* **THE TASK**: Copy out the entire piece on the 10 largest charitable gifts of 2022 word for word.

* **EXCERPT PROVIDED**:
The Chronicle of Philanthropy’s annual list of the 10 largest charitable gifts announced by individuals or their foundations totaled nearly $9.3 billion in 2022. The contributions went to large, well-established institutions, three of them private foundations and three universities to support environmental sustainability, children’s mental health, and stem-cell research. The other gifts backed cancer research and treatment, housing efforts, youth programs, and reproductive health.
Two of the gifts exceeded $1 billion, and six of the eight donors (one donor made three gifts) are multibillionaires. The combined net worth of those six donors is just over $325 billion.
Topping the list is Bill Gates, who gave $5 billion to the Bill & Melinda Gates Foundation to back the grantmaker’s work in global health, development, policy, advocacy, and U.S. education. Gates, whose net worth is estimated at $104 billion, attracted attention in July when he announced he was giving $20 billion to the foundation he runs with his former wife, Melinda French Gates. However, foundation officials confirmed in December that three-fourths of that $20 billion went toward paying off the $15 billion he and French Gates had pledged in July 2021. The remaining $5 billion was a new infusion to the foundation.
Ann and John Doerr came in second with a $1.1 billion donation they’re giving through their Benificus Foundation to Stanford University to launch the Stanford Doerr School of Sustainability, an effort to tackle the world’s most urgent climate and sustainability challenges. The new school will focus on eight areas of scholarship: climate change, Earth and planetary sciences, energy technology, sustainable cities, the natural environment, food and water security, human society and behavior, and human health and the environment.
The new school will house several academic departments and interdisciplinary institutes. It will also be home to a “sustainability accelerator,” which, among other efforts, will award grants to researchers and others to develop new technologies in environmental sustainability and related arenas, advance new policies, and support partnerships.
John Doerr is a venture-capital investor who made his mark and much of his fortune as an early backer of Silicon Valley technology giants like Sun Microsystems, Amazon, and Google. Today he serves as chairman of the investment firm Kleiner Perkins, and his net worth stands at a little more than $9 billion.

* **DATASET EXCERPTS**:

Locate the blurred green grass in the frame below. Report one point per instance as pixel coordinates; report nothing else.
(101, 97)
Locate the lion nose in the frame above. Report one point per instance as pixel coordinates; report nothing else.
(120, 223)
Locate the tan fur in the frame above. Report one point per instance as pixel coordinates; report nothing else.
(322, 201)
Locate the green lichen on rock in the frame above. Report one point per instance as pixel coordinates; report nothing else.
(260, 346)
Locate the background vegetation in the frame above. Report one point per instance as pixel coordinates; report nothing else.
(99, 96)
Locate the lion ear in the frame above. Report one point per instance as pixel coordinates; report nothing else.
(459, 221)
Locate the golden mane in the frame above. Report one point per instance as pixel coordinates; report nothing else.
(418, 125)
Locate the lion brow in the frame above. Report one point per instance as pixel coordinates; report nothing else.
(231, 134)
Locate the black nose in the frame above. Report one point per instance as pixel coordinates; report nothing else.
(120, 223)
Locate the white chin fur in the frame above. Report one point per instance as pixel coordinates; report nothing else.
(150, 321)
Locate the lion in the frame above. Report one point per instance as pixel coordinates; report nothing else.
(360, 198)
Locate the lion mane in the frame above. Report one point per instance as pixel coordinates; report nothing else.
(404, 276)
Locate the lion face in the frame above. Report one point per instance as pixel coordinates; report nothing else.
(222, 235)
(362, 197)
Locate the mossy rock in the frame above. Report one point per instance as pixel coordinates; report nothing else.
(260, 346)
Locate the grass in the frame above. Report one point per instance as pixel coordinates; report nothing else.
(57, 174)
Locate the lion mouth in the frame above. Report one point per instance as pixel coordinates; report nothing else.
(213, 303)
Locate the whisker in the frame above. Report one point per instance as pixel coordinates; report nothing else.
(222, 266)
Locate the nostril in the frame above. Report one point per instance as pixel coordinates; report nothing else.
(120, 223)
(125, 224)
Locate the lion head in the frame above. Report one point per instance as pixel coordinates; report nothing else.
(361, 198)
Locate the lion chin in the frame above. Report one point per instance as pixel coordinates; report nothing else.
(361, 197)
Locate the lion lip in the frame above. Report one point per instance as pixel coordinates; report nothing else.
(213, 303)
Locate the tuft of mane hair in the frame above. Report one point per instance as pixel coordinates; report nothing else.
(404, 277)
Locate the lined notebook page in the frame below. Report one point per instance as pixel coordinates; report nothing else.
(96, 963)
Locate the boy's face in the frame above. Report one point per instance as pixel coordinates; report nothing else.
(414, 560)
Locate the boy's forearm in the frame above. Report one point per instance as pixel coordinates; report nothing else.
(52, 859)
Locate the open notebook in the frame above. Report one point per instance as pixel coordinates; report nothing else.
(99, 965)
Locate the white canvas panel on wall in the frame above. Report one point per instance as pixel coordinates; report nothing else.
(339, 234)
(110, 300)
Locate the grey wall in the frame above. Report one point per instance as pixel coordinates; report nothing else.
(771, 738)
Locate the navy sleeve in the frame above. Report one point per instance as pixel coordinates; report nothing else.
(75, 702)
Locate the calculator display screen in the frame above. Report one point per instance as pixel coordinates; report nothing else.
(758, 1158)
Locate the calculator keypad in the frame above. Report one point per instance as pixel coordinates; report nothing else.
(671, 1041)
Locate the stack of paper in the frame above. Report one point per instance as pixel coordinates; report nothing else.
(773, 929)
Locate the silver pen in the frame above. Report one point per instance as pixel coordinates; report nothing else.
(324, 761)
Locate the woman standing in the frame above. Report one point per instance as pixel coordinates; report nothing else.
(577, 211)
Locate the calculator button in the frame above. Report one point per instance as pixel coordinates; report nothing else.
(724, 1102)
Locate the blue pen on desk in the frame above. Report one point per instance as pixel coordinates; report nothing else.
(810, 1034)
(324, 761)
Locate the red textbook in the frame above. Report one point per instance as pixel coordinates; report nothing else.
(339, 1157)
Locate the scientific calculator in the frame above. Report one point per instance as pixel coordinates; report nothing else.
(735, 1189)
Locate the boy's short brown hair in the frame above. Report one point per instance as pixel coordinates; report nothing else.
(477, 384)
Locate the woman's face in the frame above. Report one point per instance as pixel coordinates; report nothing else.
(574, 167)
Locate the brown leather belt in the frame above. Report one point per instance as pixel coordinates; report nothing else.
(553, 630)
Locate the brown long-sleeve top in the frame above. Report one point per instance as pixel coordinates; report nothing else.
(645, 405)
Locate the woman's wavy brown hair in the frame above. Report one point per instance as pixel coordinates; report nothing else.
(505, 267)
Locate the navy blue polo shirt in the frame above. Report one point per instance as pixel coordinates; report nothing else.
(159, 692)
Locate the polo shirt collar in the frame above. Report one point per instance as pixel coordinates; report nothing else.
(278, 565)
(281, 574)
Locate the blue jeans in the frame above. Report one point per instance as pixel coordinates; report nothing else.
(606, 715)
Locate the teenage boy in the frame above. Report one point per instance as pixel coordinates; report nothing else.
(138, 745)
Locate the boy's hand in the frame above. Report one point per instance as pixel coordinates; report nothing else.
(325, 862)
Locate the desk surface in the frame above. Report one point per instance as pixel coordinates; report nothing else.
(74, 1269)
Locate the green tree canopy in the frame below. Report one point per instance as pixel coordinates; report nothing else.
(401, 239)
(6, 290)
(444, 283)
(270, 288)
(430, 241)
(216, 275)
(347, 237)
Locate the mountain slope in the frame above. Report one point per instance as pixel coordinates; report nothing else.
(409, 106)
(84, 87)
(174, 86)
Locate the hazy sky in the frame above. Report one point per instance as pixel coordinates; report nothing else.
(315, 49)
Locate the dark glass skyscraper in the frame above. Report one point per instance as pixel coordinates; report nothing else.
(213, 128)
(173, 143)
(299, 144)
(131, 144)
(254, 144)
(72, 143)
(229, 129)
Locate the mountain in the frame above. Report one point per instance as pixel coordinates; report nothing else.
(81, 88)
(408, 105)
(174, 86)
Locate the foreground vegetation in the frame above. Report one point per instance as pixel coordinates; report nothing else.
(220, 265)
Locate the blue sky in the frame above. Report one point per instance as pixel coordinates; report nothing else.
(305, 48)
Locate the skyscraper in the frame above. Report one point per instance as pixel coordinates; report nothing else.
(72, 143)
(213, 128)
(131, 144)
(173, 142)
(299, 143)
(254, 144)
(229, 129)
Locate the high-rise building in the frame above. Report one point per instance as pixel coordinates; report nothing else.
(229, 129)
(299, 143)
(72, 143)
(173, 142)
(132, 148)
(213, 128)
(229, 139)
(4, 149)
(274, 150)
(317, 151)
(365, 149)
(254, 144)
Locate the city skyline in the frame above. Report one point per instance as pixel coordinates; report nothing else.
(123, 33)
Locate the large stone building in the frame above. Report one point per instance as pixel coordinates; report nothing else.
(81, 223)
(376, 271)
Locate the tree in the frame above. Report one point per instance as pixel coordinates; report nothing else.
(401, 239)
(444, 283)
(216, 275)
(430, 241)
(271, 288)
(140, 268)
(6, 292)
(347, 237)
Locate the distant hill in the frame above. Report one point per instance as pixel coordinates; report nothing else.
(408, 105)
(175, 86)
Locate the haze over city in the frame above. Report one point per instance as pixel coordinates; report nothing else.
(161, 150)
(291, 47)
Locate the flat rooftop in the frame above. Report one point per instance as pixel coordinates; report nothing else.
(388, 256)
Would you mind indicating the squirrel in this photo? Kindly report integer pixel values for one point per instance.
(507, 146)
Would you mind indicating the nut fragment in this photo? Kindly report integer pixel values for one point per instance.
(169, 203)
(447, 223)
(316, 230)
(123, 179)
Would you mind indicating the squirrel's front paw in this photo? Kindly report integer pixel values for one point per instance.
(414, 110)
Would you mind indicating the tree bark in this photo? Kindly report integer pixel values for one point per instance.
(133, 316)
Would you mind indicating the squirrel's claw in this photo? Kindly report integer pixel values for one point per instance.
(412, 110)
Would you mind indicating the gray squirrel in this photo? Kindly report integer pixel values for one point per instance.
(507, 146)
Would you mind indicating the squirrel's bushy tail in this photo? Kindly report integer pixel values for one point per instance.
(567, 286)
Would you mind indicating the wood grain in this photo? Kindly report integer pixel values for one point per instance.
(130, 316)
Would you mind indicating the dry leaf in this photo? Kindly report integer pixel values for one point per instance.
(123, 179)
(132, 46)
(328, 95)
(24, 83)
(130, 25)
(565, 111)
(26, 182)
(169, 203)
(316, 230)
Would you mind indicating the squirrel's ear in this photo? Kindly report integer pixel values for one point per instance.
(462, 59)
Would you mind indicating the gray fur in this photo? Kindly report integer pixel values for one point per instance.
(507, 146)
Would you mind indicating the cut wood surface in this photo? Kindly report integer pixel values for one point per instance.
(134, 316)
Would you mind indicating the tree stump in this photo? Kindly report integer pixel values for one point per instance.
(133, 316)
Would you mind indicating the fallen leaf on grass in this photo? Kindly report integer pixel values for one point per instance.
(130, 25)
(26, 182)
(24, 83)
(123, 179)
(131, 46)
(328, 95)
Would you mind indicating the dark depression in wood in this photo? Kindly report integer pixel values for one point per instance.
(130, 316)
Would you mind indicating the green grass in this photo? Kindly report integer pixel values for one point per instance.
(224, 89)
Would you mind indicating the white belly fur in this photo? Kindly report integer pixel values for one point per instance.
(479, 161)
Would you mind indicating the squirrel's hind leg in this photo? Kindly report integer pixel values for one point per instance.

* **REPLY**:
The Chronicle of Philanthropy’s annual list of the 10 largest charitable gifts announced by individuals or their foundations totaled nearly $9.3 billion in 2022. The contributions went to large, well-established institutions, three of them private foundations and three universities to support environmental sustainability, children’s mental health, and stem-cell research. The other gifts backed cancer research and treatment, housing efforts, youth programs, and reproductive health.
Two of the gifts exceeded $1 billion, and six of the eight donors (one donor made three gifts) are multibillionaires. The combined net worth of those six donors is just over $325 billion.
Topping the list is Bill Gates, who gave $5 billion to the Bill & Melinda Gates Foundation to back the grantmaker’s work in global health, development, policy, advocacy, and U.S. education. Gates, whose net worth is estimated at $104 billion, attracted attention in July when he announced he was giving $20 billion to the foundation he runs with his former wife, Melinda French Gates. However, foundation officials confirmed in December that three-fourths of that $20 billion went toward paying off the $15 billion he and French Gates had pledged in July 2021. The remaining $5 billion was a new infusion to the foundation.
Ann and John Doerr came in second with a $1.1 billion donation they’re giving through their Benificus Foundation to Stanford University to launch the Stanford Doerr School of Sustainability, an effort to tackle the world’s most urgent climate and sustainability challenges. The new school will focus on eight areas of scholarship: climate change, Earth and planetary sciences, energy technology, sustainable cities, the natural environment, food and water security, human society and behavior, and human health and the environment.
The new school will house several academic departments and interdisciplinary institutes. It will also be home to a “sustainability accelerator,” which, among other efforts, will award grants to researchers and others to develop new technologies in environmental sustainability and related arenas, advance new policies, and support partnerships.
John Doerr is a venture-capital investor who made his mark and much of his fortune as an early backer of Silicon Valley technology giants like Sun Microsystems, Amazon, and Google. Today he serves as chairman of the investment firm Kleiner Perkins, and his net worth stands at a little more than $9 billion.